- [SHORT PROBLEM]: Copy out all of the material exactly.

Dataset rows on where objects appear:
* * * * *
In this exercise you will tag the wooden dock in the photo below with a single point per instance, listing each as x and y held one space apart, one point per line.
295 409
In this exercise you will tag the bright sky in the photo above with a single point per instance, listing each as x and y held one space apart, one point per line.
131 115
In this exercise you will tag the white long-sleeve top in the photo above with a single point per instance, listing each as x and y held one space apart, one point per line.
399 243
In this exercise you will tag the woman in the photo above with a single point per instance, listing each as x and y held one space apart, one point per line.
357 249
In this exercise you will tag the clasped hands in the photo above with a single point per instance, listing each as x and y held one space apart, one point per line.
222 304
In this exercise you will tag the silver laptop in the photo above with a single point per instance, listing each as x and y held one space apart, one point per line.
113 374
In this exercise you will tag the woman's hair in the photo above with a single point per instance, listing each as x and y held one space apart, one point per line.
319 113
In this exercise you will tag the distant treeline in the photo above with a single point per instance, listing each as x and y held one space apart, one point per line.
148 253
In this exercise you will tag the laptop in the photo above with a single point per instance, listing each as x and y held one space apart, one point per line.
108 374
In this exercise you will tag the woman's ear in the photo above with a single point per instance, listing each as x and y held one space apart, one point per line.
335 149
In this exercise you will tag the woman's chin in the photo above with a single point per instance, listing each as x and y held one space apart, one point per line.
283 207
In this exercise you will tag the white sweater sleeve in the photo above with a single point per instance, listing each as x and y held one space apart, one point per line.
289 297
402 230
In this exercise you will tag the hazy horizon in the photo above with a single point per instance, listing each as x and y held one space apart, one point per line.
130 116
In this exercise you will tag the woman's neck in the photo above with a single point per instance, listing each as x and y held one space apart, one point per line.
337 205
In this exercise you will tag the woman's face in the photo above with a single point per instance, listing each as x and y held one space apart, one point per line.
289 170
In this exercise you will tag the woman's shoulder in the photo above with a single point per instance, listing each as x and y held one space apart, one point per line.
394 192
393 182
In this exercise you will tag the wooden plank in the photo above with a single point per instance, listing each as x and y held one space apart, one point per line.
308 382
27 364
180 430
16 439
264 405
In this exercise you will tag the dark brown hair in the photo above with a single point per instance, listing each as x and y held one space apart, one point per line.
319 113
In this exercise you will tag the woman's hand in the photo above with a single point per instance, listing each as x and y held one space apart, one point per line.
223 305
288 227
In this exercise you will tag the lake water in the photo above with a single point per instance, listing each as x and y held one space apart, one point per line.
* * * * *
- [SOLUTION BELOW]:
In this exercise you will tag the wooden dock in the photo below with a single point per instance, listing each as x and y held one space apart, one point per line.
295 409
In this exercise you will tag the bright sky in the photo above with a single point per instance, listing each as x and y held one space apart, one point per line.
131 115
In this exercise you will tag the white long-sleeve top in the photo above with a single point per instance, listing each as x and y held one space apart, one point per line.
399 243
In this exercise you will tag the woman in the photo above with a single point per instance, listing each as x and y held one space apart, one point per line.
357 249
In this exercise you will tag the clasped hands in the photo above with a single point per instance, listing each as x and y held one space apart, one point per line.
222 304
In this exercise you will tag the silver laptop in the photo above with a single point per instance, listing each as x and y held one space apart, one point per line.
113 374
In this exercise you will tag the woman's hair in the photo above with a single point per instance, listing each as x and y held one space apart, one point per line.
319 113
In this exercise you will tag the distant treeline in the photo above with a single point per instance, listing each as x and y held one space apart, one point per line.
148 253
In this exercise you will tag the laptop in the photo above with a single point per instance, listing each as x and y held one space apart, one point per line.
108 374
In this exercise you will tag the woman's ear in the photo above with a single point per instance, listing each as x and y held one space apart, one point per line.
335 149
In this exercise you will tag the woman's chin in the photo above with a single point per instance, listing each as x and y held one space apart, one point per line.
283 207
In this exercise you will tag the white sweater sleeve in the photo above with a single point per instance, listing each as x and y held one space apart, one point per line.
289 297
402 230
In this exercise you will tag the hazy horizon in the photo above with a single point per instance, listing each as x and y held one space apart, one point per line.
130 116
In this exercise you will tag the woman's neck in the photo above with a single point per instance, listing each as x and y held one space apart, one point per line.
337 205
In this exercise you will tag the woman's face in the photo above with a single point per instance, listing each as x and y held one space apart, one point per line.
289 170
In this exercise you will tag the woman's shoulder in the photo above with a single point per instance, listing each as x and y held one space apart, one point per line.
394 192
393 182
In this exercise you will tag the wooden plank in the photo above with a single point per instance, listing each as x and y held one space apart, one point per line.
308 382
27 364
180 430
16 439
264 405
In this exercise you will tag the dark brown hair in the photo above with a single point per instance, listing each as x and y held one space apart, one point per line.
319 113
In this exercise you will tag the woman's hand in the photo above with a single point per instance, listing each as x and y held one space apart, one point per line.
223 305
288 227
In this exercise you will tag the lake water in the photo above with a single point per instance, listing each as x and y held one space apart, one point per line.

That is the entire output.